►

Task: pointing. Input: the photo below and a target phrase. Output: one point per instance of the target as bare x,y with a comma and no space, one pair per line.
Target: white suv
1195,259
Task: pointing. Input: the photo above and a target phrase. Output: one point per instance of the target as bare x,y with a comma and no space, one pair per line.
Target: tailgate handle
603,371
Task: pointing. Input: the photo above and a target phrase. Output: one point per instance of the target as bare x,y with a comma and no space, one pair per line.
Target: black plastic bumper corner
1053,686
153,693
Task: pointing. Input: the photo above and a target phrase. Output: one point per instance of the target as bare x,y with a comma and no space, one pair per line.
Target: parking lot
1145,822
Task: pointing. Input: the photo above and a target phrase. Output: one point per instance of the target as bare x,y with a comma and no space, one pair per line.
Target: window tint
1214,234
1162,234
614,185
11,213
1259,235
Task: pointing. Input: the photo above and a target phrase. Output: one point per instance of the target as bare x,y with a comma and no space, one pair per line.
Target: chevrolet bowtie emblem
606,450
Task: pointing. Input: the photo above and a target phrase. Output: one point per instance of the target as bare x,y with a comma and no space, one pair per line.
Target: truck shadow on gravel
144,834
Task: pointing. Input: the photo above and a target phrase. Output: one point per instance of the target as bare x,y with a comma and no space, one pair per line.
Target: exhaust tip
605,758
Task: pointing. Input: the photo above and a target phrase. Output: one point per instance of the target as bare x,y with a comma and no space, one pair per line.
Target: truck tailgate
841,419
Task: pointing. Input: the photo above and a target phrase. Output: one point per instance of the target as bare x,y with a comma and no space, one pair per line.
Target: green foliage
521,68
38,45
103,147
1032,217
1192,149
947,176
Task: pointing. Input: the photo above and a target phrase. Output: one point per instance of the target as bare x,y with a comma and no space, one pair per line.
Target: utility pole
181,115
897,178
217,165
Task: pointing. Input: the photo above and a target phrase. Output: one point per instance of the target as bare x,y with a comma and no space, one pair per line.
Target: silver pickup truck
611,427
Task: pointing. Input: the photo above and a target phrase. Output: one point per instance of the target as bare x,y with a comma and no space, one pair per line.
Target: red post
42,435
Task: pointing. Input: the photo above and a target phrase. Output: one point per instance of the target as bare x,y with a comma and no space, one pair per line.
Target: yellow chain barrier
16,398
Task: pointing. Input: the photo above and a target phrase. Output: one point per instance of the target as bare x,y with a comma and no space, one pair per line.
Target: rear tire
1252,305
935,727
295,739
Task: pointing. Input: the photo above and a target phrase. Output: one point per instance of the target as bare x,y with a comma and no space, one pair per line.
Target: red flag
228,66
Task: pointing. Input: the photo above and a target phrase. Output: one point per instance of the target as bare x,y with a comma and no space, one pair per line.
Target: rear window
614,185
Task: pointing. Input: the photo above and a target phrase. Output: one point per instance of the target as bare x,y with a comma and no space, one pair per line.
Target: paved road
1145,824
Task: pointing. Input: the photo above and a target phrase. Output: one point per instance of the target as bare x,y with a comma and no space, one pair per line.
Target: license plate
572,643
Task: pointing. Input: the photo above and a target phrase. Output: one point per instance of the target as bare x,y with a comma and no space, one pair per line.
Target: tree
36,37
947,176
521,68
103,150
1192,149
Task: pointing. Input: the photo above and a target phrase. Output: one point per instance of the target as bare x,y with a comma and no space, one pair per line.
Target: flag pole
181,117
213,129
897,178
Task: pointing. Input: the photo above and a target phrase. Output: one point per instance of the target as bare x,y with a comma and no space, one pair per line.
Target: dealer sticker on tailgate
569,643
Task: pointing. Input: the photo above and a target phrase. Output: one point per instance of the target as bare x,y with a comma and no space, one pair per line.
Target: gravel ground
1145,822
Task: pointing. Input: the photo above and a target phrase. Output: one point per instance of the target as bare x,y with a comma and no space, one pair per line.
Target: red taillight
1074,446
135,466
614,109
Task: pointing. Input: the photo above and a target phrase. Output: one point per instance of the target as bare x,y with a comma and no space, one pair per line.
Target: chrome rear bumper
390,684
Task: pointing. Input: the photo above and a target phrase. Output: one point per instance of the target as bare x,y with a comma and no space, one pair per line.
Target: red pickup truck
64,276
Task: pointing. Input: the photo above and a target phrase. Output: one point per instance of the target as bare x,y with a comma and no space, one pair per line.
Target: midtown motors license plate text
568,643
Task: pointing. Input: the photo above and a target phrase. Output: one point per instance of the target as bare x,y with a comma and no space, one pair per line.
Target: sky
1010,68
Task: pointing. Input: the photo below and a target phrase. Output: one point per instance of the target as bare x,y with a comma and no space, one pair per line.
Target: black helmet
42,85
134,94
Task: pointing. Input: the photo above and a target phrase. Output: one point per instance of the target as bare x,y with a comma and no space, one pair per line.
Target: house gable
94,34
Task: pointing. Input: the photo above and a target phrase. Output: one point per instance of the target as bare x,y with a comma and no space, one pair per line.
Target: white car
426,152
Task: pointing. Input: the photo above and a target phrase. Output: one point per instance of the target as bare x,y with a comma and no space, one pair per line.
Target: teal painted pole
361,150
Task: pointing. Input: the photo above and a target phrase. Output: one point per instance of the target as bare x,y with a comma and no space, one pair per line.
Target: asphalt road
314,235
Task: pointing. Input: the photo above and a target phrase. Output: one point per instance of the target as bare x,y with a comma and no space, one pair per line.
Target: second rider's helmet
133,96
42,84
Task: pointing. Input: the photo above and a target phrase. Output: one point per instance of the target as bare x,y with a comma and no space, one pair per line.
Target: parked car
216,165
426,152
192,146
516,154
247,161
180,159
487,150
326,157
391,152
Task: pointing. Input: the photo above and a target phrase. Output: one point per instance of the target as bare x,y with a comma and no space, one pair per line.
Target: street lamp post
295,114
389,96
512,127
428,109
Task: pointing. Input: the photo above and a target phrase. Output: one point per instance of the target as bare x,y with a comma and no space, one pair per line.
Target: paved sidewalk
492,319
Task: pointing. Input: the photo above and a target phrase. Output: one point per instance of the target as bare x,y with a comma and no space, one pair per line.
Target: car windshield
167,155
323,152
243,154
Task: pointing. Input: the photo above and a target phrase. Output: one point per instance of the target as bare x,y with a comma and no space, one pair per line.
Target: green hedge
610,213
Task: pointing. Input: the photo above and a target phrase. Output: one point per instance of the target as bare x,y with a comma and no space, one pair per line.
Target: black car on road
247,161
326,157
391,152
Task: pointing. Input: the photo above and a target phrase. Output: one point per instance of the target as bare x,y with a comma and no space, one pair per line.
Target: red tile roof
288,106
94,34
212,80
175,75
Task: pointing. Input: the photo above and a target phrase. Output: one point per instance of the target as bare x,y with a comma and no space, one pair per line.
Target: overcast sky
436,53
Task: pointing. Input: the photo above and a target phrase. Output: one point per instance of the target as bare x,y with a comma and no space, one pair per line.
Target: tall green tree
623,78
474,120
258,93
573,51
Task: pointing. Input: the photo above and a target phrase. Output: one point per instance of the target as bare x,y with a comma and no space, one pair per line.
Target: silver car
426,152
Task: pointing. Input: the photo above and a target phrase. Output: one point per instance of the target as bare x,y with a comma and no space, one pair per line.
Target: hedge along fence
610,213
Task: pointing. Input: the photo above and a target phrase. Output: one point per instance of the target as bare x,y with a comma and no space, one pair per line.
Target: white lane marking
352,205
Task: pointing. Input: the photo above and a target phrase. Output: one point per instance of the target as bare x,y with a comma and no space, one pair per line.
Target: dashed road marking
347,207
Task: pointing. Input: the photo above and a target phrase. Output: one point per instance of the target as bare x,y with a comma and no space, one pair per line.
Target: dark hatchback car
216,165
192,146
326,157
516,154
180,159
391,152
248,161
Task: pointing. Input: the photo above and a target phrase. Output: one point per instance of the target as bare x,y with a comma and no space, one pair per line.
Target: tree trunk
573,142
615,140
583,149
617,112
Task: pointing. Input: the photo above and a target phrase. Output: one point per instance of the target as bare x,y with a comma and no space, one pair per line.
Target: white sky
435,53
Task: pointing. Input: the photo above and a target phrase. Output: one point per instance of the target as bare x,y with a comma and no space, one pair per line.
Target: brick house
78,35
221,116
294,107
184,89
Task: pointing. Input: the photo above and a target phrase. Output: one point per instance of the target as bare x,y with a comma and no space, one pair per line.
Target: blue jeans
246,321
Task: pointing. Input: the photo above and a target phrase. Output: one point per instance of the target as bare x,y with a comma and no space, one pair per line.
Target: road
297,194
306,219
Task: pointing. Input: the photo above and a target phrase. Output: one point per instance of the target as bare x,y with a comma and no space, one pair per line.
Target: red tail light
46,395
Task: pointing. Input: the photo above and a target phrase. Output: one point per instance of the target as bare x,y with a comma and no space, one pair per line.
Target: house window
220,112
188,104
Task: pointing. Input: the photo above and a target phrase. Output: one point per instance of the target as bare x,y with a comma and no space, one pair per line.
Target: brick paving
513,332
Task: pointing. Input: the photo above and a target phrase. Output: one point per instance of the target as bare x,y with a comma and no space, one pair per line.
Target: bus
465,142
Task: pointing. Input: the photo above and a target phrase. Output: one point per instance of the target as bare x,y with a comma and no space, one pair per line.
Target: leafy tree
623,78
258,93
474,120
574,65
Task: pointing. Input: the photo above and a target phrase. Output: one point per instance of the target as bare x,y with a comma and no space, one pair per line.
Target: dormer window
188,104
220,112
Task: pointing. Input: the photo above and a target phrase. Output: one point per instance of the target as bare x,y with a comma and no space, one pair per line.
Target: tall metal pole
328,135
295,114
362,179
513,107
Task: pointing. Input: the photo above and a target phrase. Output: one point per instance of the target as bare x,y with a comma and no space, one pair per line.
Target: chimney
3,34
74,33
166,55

◄

# GIVEN EXERCISE:
Locate each line in the data above that contains the string "road", and copy those lines. Treat uppercase and lowercase letters as different.

# COMPLETE ANSWER:
Target: paved road
Target: asphalt road
Target: black car on road
Target: dashed road marking
Target: road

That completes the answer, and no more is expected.